══ Listed entries ══
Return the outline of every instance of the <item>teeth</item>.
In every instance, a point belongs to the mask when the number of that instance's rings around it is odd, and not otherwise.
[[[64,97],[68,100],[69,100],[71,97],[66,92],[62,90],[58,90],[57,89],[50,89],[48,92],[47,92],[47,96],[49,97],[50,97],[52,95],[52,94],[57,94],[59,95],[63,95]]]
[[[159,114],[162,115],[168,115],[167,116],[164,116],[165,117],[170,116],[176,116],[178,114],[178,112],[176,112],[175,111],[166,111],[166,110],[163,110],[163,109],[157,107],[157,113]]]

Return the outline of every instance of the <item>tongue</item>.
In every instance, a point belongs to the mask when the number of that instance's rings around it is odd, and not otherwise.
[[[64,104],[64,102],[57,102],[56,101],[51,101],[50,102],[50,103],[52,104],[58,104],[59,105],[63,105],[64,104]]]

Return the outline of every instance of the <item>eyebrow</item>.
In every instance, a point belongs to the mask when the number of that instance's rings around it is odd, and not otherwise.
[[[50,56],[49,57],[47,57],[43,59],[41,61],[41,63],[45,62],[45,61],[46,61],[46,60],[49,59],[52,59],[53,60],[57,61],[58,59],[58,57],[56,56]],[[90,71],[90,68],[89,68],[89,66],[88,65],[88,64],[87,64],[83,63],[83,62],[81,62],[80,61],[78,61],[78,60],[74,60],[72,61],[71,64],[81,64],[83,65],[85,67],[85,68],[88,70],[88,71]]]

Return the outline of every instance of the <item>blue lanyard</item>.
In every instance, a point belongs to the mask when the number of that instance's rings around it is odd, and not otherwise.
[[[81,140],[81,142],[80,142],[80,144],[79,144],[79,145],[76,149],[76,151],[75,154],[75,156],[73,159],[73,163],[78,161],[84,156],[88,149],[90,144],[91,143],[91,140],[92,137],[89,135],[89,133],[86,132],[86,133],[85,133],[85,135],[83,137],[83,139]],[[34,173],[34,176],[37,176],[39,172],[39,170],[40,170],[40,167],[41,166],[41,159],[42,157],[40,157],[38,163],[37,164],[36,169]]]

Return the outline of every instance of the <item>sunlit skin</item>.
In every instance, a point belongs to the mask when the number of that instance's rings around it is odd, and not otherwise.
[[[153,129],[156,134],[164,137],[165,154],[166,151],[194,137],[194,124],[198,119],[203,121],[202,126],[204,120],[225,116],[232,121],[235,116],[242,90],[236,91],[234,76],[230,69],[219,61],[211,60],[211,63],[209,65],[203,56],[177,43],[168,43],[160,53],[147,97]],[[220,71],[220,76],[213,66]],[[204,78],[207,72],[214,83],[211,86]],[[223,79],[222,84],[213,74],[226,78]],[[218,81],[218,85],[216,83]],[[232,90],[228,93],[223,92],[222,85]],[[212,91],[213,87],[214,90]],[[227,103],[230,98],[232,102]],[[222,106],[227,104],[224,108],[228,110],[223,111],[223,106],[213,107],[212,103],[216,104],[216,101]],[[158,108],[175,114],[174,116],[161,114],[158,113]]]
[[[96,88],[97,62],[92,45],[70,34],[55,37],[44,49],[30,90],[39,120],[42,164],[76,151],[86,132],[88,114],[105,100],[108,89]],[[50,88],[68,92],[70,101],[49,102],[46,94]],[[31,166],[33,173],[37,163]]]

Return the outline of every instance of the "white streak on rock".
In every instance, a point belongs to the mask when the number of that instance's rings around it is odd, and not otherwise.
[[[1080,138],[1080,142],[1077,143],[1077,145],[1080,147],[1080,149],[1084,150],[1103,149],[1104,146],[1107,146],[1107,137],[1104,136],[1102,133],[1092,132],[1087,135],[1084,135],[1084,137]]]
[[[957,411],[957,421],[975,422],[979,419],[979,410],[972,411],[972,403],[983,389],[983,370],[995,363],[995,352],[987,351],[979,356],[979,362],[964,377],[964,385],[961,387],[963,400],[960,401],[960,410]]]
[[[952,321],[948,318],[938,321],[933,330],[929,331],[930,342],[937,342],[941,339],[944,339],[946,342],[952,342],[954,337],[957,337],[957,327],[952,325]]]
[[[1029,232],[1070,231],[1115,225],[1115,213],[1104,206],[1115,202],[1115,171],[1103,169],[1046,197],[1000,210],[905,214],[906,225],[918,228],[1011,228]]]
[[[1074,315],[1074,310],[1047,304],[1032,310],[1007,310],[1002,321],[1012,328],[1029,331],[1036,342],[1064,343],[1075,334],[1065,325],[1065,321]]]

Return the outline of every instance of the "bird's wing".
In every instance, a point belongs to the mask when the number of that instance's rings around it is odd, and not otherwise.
═══
What is asked
How many lines of the material above contain the string "item"? Reply with the number only.

Full answer
5